» **Entries taken from a collection**
____________________
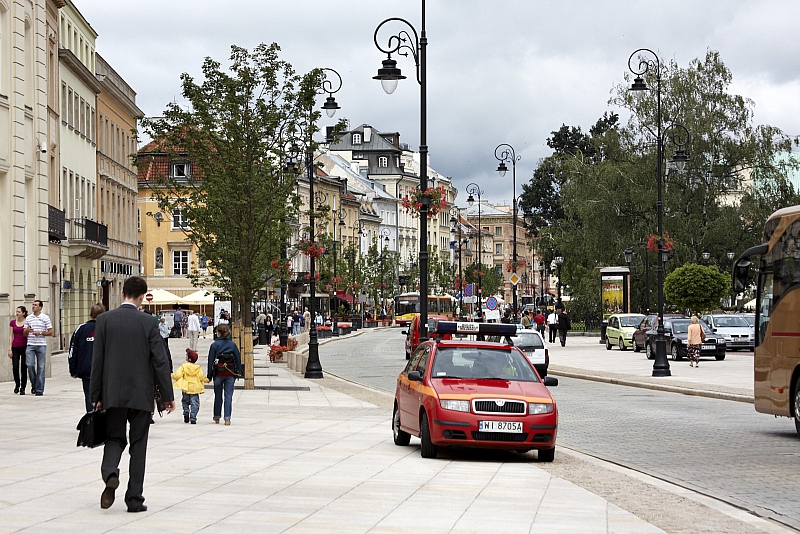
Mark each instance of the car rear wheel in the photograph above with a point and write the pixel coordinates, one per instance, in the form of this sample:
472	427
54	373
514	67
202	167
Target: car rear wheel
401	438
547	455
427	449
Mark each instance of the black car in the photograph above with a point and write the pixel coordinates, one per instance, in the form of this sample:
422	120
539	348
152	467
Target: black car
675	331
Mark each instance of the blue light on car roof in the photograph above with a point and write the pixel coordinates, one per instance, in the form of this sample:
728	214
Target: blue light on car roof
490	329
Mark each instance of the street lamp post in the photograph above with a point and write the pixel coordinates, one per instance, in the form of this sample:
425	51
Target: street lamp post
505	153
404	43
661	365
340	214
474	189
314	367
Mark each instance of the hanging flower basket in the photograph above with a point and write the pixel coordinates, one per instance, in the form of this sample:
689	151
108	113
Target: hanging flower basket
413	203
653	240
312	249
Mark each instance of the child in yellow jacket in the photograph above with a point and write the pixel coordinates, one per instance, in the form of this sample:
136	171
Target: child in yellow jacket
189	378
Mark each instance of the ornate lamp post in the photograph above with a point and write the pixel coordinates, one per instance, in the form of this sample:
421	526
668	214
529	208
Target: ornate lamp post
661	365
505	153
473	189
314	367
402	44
____________________
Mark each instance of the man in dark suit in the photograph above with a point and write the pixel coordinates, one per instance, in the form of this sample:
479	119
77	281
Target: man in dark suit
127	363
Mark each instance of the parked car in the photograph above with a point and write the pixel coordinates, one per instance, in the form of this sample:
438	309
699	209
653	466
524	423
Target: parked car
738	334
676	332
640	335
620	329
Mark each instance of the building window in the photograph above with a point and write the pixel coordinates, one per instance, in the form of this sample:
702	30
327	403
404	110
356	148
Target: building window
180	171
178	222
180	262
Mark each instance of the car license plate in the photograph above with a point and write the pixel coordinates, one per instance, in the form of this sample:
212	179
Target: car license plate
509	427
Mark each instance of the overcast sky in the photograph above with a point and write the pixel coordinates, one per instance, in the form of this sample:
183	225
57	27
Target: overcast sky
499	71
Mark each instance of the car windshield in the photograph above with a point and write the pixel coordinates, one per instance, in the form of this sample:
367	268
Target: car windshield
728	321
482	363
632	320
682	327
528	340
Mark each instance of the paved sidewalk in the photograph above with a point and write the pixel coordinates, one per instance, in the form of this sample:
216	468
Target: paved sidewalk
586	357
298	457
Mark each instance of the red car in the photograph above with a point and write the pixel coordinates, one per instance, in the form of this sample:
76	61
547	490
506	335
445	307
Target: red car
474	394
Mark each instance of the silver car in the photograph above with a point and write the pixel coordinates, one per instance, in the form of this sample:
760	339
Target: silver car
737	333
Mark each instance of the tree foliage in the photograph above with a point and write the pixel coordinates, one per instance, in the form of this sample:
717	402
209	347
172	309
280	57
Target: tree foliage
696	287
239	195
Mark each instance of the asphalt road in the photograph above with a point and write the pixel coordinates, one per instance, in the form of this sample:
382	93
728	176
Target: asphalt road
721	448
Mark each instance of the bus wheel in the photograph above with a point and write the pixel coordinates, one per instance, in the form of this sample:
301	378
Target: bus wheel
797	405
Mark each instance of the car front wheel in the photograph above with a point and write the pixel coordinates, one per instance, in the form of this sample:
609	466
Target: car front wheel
____________________
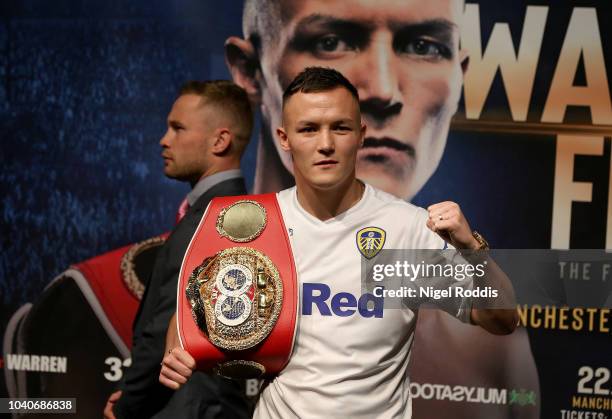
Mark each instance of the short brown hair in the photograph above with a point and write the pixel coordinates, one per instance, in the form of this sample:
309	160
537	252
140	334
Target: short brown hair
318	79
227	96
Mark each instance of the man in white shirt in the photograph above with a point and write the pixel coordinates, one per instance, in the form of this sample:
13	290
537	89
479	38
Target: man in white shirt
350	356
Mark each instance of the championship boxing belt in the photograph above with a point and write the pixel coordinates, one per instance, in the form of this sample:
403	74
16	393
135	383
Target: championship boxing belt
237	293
____________________
» **Assignment**
The required answer is each line of the entries containing the string "front".

» **Solved exercise**
Mark each instance of the car front wheel in the photograph above with a point and write the pixel coordinates, one per instance, in the form of this sample:
Target: car front wheel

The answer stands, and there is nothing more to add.